**PROBLEM REQUIREMENTS**
Copy the listing below line for line, keeping every character unchanged.

### PROVIDED DATA

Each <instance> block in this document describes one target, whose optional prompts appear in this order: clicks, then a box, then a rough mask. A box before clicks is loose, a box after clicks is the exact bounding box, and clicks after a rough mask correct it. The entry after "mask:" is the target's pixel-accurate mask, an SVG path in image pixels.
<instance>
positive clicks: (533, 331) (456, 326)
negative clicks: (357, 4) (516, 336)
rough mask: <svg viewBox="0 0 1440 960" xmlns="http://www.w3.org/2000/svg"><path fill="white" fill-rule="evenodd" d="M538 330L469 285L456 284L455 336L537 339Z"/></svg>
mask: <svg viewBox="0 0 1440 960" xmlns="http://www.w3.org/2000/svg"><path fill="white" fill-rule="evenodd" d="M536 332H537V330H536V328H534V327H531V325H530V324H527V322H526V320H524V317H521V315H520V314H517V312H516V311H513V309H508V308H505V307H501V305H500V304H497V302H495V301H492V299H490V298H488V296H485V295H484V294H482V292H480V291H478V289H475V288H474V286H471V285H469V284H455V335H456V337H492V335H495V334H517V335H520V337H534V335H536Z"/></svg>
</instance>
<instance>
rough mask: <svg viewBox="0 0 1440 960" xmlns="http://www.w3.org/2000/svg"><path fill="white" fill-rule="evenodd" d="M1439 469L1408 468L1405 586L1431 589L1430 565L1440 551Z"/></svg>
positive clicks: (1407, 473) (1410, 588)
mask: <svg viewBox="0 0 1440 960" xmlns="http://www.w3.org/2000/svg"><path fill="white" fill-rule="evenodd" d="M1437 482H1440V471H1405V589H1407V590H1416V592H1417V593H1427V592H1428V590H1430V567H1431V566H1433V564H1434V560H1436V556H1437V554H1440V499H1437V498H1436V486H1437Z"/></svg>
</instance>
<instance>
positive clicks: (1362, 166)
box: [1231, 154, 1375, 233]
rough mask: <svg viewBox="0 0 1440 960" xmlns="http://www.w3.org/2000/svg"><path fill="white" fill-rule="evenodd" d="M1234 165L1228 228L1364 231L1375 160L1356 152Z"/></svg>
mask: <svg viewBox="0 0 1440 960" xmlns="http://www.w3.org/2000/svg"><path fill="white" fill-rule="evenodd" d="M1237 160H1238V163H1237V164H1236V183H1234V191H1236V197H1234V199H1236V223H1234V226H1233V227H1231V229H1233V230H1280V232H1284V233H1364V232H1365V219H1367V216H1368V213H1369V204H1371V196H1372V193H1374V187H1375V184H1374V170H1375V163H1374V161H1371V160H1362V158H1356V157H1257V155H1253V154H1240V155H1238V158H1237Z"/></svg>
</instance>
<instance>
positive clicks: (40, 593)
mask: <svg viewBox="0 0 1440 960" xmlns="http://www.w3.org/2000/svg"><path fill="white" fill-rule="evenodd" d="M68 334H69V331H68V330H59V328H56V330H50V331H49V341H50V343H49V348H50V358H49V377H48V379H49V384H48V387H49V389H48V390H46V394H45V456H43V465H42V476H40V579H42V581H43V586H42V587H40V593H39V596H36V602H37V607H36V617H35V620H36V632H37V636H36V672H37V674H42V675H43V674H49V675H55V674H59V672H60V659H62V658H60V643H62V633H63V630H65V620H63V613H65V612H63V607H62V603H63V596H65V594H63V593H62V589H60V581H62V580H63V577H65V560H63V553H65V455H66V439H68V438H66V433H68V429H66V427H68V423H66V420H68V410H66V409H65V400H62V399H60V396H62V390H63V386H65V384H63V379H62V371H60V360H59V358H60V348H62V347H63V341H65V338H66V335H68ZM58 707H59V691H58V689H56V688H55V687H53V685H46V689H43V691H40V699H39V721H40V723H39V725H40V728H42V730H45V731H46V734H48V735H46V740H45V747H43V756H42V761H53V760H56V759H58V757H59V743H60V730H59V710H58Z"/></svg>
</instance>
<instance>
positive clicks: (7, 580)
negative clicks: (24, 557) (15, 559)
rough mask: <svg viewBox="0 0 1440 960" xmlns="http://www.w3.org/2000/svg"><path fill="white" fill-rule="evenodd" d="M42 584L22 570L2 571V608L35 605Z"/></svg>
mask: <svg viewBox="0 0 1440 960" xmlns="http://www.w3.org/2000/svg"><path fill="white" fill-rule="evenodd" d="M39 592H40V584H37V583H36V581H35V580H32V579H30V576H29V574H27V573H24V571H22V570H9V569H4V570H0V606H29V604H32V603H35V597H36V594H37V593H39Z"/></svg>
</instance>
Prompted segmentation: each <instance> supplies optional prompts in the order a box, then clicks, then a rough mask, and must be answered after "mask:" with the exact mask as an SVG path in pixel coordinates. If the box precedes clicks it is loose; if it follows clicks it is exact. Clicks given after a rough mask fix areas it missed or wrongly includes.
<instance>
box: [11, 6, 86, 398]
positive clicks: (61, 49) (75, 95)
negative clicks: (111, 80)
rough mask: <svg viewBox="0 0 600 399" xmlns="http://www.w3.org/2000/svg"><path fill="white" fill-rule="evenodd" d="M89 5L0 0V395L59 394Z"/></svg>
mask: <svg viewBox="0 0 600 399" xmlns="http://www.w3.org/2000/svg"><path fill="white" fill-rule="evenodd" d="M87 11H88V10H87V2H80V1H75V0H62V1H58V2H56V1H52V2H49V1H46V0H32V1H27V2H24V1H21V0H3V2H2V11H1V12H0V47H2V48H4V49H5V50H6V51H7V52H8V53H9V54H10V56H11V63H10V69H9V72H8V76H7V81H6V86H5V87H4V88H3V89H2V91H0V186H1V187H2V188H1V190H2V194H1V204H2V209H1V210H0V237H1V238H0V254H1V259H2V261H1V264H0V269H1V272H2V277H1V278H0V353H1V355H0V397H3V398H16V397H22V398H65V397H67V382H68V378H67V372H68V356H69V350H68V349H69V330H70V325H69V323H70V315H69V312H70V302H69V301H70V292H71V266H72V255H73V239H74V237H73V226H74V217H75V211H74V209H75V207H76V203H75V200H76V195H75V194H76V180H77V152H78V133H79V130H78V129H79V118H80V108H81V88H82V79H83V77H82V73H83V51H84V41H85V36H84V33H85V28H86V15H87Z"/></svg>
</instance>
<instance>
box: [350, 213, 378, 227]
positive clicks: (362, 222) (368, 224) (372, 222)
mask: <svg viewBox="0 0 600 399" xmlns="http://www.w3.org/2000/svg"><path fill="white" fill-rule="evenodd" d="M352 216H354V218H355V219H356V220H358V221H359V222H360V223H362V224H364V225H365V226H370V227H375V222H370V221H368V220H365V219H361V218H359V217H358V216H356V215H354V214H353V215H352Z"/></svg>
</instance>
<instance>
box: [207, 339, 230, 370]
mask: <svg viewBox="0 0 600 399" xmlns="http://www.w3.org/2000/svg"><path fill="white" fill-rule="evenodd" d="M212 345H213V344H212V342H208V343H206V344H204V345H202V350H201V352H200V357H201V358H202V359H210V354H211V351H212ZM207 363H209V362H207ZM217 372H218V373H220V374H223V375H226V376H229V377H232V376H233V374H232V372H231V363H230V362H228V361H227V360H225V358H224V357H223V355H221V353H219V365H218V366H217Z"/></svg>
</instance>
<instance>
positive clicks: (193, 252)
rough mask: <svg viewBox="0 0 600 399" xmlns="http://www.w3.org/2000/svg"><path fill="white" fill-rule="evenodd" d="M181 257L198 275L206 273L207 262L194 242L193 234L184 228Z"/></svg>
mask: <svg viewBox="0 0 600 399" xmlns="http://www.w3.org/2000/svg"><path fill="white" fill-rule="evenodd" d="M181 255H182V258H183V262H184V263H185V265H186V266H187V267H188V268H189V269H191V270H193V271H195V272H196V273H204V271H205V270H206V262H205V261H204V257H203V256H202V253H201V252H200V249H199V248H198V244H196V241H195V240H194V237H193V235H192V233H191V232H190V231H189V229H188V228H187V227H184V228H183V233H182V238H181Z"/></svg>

######

**RESPONSE FOR THIS EXERCISE**
Each <instance> block in this document describes one target, whose optional prompts appear in this order: clicks, then a box, then a rough mask. A box before clicks is loose, a box after clicks is the exact bounding box, and clicks after a rough mask correct it. The entry after "mask:" is the target's pixel-accurate mask, an SVG path in image pixels.
<instance>
positive clicks: (533, 331) (456, 326)
negative clicks: (357, 4) (516, 336)
rough mask: <svg viewBox="0 0 1440 960" xmlns="http://www.w3.org/2000/svg"><path fill="white" fill-rule="evenodd" d="M538 330L469 285L456 284L455 336L537 339Z"/></svg>
mask: <svg viewBox="0 0 1440 960" xmlns="http://www.w3.org/2000/svg"><path fill="white" fill-rule="evenodd" d="M536 332H537V330H536V328H534V327H531V325H530V324H527V322H526V320H524V317H521V315H520V314H517V312H516V311H513V309H508V308H505V307H501V305H500V304H497V302H495V301H492V299H490V298H488V296H485V295H484V294H482V292H480V291H478V289H475V288H474V286H471V285H469V284H455V335H456V337H492V335H495V334H517V335H520V337H534V335H536Z"/></svg>
</instance>
<instance>
rough mask: <svg viewBox="0 0 1440 960" xmlns="http://www.w3.org/2000/svg"><path fill="white" fill-rule="evenodd" d="M1439 469L1408 468L1405 586L1431 589L1430 565L1440 551Z"/></svg>
positive clicks: (1407, 473) (1410, 588)
mask: <svg viewBox="0 0 1440 960" xmlns="http://www.w3.org/2000/svg"><path fill="white" fill-rule="evenodd" d="M1437 482H1440V471H1405V589H1407V590H1416V592H1417V593H1427V592H1428V590H1430V567H1431V566H1433V564H1434V560H1436V556H1437V554H1440V499H1437V498H1436V486H1437Z"/></svg>
</instance>
<instance>
positive clicks: (1362, 166)
box: [1231, 154, 1375, 233]
rough mask: <svg viewBox="0 0 1440 960" xmlns="http://www.w3.org/2000/svg"><path fill="white" fill-rule="evenodd" d="M1234 165L1228 228L1364 231L1375 160L1356 152Z"/></svg>
mask: <svg viewBox="0 0 1440 960" xmlns="http://www.w3.org/2000/svg"><path fill="white" fill-rule="evenodd" d="M1237 160H1238V163H1237V164H1236V183H1234V191H1236V197H1234V199H1236V223H1234V226H1233V227H1231V229H1233V230H1280V232H1284V233H1364V232H1365V219H1367V216H1368V213H1369V204H1371V196H1372V193H1374V187H1375V184H1374V170H1375V163H1374V161H1371V160H1362V158H1356V157H1257V155H1253V154H1240V155H1238V158H1237Z"/></svg>
</instance>
<instance>
positive clicks: (40, 593)
mask: <svg viewBox="0 0 1440 960" xmlns="http://www.w3.org/2000/svg"><path fill="white" fill-rule="evenodd" d="M68 334H69V331H68V330H59V328H56V330H50V331H49V341H50V343H49V348H50V358H49V377H48V379H49V384H48V387H49V389H48V390H46V394H45V456H43V465H42V476H40V579H42V581H43V586H42V587H40V593H39V596H36V602H37V607H36V617H35V620H36V632H37V636H36V672H37V674H42V675H43V674H49V675H55V674H59V672H60V659H62V658H60V643H62V633H63V630H65V620H63V613H65V612H63V607H62V603H63V596H65V594H63V593H62V589H60V581H62V580H63V577H65V560H63V553H65V455H66V439H68V438H66V433H68V429H66V427H68V423H66V420H68V410H66V409H65V400H62V399H60V396H62V390H63V386H65V384H63V379H62V371H60V360H59V358H60V348H62V347H63V341H65V338H66V335H68ZM58 707H59V691H58V689H56V688H55V687H53V685H46V689H43V691H40V699H39V721H40V723H39V725H40V728H42V730H45V731H46V734H48V735H46V740H45V747H43V756H42V761H53V760H56V759H58V757H59V743H60V730H59V710H58Z"/></svg>
</instance>
<instance>
positive clicks: (7, 580)
negative clicks: (24, 557) (15, 559)
rough mask: <svg viewBox="0 0 1440 960" xmlns="http://www.w3.org/2000/svg"><path fill="white" fill-rule="evenodd" d="M42 584L22 570L2 571V608L35 605Z"/></svg>
mask: <svg viewBox="0 0 1440 960" xmlns="http://www.w3.org/2000/svg"><path fill="white" fill-rule="evenodd" d="M39 592H40V584H37V583H36V581H35V580H32V579H30V576H29V574H27V573H24V571H22V570H9V569H4V570H0V606H29V604H32V603H35V597H36V594H37V593H39Z"/></svg>
</instance>
Prompted segmentation: each <instance> supplies optional prompts in the order a box, then clicks, then a rough mask, and must be answered after "mask:" with the exact mask as an SVG path in pixel coordinates. If the box precedes clicks it is loose; if it follows clicks it is exact. Clicks given after a rough mask fix areas it missed or wrongly includes.
<instance>
box: [11, 6, 86, 398]
positive clicks: (61, 49) (75, 95)
negative clicks: (111, 80)
rough mask: <svg viewBox="0 0 600 399" xmlns="http://www.w3.org/2000/svg"><path fill="white" fill-rule="evenodd" d="M89 5L0 0V395L59 394Z"/></svg>
mask: <svg viewBox="0 0 600 399" xmlns="http://www.w3.org/2000/svg"><path fill="white" fill-rule="evenodd" d="M87 11H88V10H87V2H80V1H75V0H62V1H58V2H56V1H52V2H49V1H46V0H32V1H27V2H24V1H21V0H3V2H2V11H1V12H0V47H2V48H4V49H5V50H6V51H7V52H8V53H9V54H10V56H11V63H10V69H9V72H8V76H7V81H6V86H5V87H4V88H3V89H2V91H0V186H1V187H2V188H1V190H2V194H1V204H2V209H1V210H0V237H1V238H0V254H1V259H2V261H1V264H0V269H1V272H2V277H1V278H0V353H1V355H0V397H3V398H16V397H22V398H65V397H67V382H68V378H67V372H68V356H69V350H68V349H69V330H70V325H69V323H70V315H69V312H70V302H69V301H70V292H71V266H72V255H73V239H74V237H73V226H74V217H75V211H74V209H75V207H76V203H75V200H76V195H75V194H76V180H77V152H78V133H79V130H78V129H79V118H80V108H81V88H82V79H83V77H82V73H83V51H84V41H85V36H84V33H85V28H86V15H87Z"/></svg>
</instance>
<instance>
box: [350, 213, 378, 227]
positive clicks: (362, 222) (368, 224) (372, 222)
mask: <svg viewBox="0 0 600 399" xmlns="http://www.w3.org/2000/svg"><path fill="white" fill-rule="evenodd" d="M352 216H354V218H355V219H356V220H358V221H359V222H360V223H362V224H364V225H365V226H370V227H375V222H370V221H368V220H365V219H361V218H359V217H358V216H356V215H354V214H353V215H352Z"/></svg>
</instance>
<instance>
box: [207, 339, 230, 370]
mask: <svg viewBox="0 0 600 399" xmlns="http://www.w3.org/2000/svg"><path fill="white" fill-rule="evenodd" d="M212 345H213V344H212V342H208V343H206V344H204V345H202V350H201V352H200V357H201V358H202V359H210V354H211V351H212ZM207 363H209V362H207ZM217 372H218V373H220V374H223V375H226V376H229V377H232V376H233V374H232V372H231V363H230V362H228V361H227V360H225V358H224V357H223V355H221V353H219V365H218V366H217Z"/></svg>
</instance>
<instance>
positive clicks: (193, 252)
rough mask: <svg viewBox="0 0 600 399" xmlns="http://www.w3.org/2000/svg"><path fill="white" fill-rule="evenodd" d="M181 257L198 275L206 273L207 262L194 242L193 234L184 228Z"/></svg>
mask: <svg viewBox="0 0 600 399" xmlns="http://www.w3.org/2000/svg"><path fill="white" fill-rule="evenodd" d="M181 255H182V258H183V262H184V263H185V265H186V266H187V267H188V268H189V269H191V270H193V271H195V272H196V273H204V271H205V270H206V262H205V261H204V257H203V256H202V253H201V252H200V249H199V248H198V244H196V241H195V240H194V237H193V235H192V233H191V232H190V231H189V229H188V228H187V227H184V228H183V233H182V238H181Z"/></svg>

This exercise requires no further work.